Task statement: Quote the lines of the items below from the line containing "TARGET = outer rose petal" through the line containing "(1175, 486)", including both of those lines.

---------- Entries ----------

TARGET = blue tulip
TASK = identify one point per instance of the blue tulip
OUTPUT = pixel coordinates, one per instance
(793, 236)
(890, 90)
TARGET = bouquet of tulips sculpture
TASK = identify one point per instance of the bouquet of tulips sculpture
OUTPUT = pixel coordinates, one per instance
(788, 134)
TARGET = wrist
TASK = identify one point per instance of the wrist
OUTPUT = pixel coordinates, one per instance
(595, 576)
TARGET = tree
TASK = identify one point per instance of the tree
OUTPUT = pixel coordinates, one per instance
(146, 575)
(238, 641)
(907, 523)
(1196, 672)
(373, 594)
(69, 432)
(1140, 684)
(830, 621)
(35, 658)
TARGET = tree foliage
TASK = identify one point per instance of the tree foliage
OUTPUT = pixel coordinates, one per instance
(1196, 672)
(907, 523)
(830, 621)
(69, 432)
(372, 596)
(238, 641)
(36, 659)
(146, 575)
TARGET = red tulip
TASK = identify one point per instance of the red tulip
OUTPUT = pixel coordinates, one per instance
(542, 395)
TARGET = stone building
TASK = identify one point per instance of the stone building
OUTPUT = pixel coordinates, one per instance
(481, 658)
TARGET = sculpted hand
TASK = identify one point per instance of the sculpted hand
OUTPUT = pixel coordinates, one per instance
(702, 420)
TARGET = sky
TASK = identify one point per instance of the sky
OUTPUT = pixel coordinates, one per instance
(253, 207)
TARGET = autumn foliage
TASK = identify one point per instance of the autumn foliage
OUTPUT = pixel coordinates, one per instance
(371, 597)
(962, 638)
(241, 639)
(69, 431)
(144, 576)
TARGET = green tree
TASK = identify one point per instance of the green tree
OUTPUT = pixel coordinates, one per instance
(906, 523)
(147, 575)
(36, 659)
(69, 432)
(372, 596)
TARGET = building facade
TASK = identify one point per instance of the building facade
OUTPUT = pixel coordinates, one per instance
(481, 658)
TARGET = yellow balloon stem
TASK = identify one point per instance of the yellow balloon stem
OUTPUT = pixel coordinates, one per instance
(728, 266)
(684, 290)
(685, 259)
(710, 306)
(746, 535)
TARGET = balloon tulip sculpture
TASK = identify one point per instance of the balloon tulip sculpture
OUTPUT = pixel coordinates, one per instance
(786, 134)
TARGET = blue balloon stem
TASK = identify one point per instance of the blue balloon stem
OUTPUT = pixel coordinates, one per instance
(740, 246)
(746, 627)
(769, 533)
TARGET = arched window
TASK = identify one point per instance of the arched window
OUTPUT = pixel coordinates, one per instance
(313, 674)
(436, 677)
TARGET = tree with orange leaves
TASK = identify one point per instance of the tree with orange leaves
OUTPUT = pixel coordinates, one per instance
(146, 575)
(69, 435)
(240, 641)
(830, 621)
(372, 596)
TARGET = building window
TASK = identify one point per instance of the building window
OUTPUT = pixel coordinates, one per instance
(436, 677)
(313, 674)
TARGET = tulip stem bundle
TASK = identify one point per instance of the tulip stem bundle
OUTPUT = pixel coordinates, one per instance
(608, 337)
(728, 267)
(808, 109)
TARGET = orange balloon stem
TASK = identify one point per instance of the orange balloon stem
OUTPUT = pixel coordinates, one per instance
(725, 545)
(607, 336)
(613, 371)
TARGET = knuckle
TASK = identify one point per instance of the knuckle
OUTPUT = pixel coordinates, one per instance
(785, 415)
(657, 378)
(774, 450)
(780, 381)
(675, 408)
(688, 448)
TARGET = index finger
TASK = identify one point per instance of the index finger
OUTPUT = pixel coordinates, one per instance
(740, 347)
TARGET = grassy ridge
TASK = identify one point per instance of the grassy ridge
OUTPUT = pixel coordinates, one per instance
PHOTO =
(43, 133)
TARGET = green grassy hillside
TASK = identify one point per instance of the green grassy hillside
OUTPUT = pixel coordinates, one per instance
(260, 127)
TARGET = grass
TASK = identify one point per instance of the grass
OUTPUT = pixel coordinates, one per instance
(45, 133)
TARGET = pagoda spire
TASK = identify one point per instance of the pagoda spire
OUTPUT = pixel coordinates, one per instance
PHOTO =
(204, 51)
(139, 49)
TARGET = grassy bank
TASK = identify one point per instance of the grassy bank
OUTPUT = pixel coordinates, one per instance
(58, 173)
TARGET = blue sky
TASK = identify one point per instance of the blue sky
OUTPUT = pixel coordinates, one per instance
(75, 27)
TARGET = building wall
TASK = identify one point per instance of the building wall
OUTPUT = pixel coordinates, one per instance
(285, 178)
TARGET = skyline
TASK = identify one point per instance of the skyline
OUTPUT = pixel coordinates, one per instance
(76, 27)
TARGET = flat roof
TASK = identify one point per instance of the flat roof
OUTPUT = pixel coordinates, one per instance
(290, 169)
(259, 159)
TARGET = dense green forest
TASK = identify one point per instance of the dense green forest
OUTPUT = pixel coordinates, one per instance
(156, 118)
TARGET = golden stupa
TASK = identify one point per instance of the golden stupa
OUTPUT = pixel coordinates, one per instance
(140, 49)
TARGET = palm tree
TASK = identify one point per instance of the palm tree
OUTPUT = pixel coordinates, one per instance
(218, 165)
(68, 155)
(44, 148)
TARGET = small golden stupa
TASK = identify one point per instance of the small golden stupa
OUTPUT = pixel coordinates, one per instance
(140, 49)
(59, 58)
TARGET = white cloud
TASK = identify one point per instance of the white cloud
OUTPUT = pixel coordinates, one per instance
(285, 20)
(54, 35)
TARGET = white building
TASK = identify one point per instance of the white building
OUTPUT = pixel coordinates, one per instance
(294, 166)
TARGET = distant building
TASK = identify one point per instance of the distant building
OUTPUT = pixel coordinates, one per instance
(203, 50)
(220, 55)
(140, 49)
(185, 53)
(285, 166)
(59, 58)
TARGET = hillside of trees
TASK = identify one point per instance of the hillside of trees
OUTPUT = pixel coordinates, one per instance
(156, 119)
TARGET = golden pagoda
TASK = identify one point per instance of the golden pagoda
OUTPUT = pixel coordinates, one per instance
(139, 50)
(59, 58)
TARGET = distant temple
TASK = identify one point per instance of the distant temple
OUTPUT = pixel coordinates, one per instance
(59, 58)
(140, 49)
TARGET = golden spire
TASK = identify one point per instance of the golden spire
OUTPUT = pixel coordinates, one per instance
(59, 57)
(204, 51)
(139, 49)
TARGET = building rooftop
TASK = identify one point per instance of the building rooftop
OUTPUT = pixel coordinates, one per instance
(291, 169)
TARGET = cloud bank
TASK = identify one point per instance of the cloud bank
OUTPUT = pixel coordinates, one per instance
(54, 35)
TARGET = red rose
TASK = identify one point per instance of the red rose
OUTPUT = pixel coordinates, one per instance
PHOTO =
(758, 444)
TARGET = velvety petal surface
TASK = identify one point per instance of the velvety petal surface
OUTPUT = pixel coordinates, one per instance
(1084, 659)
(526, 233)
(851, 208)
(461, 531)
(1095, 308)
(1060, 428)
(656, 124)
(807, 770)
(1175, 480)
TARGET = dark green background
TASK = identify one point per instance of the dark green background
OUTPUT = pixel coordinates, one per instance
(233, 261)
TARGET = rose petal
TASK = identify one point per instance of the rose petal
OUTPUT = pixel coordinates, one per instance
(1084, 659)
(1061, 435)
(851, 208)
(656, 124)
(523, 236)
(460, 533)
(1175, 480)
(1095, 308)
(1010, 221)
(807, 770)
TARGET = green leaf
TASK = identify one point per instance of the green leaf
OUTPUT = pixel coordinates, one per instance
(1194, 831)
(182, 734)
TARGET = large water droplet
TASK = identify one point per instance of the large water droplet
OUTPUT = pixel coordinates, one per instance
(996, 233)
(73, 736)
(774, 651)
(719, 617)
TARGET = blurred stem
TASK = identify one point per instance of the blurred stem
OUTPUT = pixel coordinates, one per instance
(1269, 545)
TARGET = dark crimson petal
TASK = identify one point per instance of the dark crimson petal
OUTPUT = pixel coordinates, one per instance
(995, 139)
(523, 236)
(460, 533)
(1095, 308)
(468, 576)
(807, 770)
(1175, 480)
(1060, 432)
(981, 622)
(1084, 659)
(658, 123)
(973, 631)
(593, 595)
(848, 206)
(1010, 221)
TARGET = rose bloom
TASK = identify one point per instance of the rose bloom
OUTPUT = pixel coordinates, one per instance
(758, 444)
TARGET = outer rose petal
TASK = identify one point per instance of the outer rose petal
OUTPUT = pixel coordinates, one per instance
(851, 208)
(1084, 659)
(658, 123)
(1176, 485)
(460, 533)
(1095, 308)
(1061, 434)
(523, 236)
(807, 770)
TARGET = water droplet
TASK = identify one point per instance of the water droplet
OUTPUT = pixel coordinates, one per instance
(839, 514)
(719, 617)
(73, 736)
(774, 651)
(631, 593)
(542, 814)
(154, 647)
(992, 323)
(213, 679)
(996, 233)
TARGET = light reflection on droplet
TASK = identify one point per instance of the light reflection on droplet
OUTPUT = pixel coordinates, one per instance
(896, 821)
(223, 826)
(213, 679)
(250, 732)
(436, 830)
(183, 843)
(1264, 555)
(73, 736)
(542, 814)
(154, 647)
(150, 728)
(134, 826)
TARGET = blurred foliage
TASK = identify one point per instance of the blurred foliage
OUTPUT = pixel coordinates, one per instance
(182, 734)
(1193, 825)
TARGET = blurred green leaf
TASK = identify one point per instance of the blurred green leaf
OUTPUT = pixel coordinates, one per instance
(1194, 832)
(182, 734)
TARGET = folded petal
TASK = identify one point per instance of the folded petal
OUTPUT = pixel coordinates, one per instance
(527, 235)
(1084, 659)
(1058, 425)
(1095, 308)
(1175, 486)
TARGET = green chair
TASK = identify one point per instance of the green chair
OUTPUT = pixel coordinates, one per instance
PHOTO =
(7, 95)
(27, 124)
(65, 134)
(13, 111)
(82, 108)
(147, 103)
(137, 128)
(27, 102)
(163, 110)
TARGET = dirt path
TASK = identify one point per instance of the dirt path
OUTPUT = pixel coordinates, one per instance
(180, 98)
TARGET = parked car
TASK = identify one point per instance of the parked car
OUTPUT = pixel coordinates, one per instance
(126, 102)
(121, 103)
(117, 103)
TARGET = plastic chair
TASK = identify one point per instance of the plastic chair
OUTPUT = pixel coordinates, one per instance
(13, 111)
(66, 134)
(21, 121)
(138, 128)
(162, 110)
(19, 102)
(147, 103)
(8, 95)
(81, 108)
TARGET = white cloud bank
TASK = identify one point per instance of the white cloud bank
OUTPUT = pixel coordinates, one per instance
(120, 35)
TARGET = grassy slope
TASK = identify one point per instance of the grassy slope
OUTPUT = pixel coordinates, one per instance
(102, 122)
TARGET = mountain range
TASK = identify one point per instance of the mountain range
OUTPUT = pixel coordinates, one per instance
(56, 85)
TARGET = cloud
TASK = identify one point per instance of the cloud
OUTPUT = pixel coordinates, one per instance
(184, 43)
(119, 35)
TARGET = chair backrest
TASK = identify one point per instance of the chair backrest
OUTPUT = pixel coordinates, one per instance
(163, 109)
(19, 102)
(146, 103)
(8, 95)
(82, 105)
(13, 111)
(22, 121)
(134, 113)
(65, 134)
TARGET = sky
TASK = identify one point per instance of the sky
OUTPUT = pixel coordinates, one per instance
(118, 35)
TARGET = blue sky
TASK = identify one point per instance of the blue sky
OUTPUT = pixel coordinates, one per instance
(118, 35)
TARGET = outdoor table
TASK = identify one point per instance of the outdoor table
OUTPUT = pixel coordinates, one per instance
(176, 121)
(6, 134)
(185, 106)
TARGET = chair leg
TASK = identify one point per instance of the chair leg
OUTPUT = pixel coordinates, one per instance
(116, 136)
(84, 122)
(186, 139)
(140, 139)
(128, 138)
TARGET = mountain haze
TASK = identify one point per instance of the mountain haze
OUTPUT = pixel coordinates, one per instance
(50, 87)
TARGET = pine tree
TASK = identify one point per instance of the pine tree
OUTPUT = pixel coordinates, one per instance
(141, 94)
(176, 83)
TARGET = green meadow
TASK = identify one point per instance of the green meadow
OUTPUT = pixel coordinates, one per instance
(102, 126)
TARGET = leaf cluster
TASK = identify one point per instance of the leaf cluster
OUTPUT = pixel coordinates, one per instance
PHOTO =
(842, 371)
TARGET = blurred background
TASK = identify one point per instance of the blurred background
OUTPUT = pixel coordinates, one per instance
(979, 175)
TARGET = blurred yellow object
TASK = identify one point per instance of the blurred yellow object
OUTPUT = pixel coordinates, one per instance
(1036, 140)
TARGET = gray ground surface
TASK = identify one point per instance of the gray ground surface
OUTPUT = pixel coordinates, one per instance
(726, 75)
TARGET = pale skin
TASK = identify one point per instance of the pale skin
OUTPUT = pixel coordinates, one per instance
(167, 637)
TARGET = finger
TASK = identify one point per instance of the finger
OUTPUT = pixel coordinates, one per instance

----------

Result of this exercise:
TARGET = outer rose petal
TASK = identify one point per instance of the outer rose petal
OUTPUT = pixel coordinates, one per instance
(851, 208)
(1084, 659)
(658, 123)
(1176, 485)
(460, 533)
(1095, 308)
(1061, 434)
(523, 236)
(807, 770)
TARGET = water droplet
TASK = identify one point per instance of the water droplet
OUTPUT = pixel coordinates, one per instance
(839, 514)
(719, 617)
(73, 736)
(774, 651)
(631, 593)
(542, 814)
(154, 647)
(992, 323)
(213, 679)
(996, 233)
TARGET = light reflection on droplet
TASK = identify one point per instance of the light reflection on droplet
OUTPUT = pixel coordinates, one per instance
(896, 821)
(223, 826)
(213, 679)
(250, 732)
(436, 830)
(183, 843)
(1264, 555)
(73, 736)
(542, 814)
(154, 647)
(150, 728)
(134, 826)
TARGET = blurred foliage
TASK = identify one point per instance of the blurred foliage
OUTPUT = pixel coordinates, one per instance
(182, 734)
(1193, 825)
TARGET = blurred green leaf
TASK = identify one point per instance of the blurred green leaf
OUTPUT = pixel coordinates, one per instance
(1194, 832)
(182, 734)
TARGET = folded petal
TASK = identify one point per instance of the folded petal
OUTPUT = pixel coordinates, one per instance
(527, 235)
(1084, 659)
(1058, 425)
(1095, 308)
(1175, 486)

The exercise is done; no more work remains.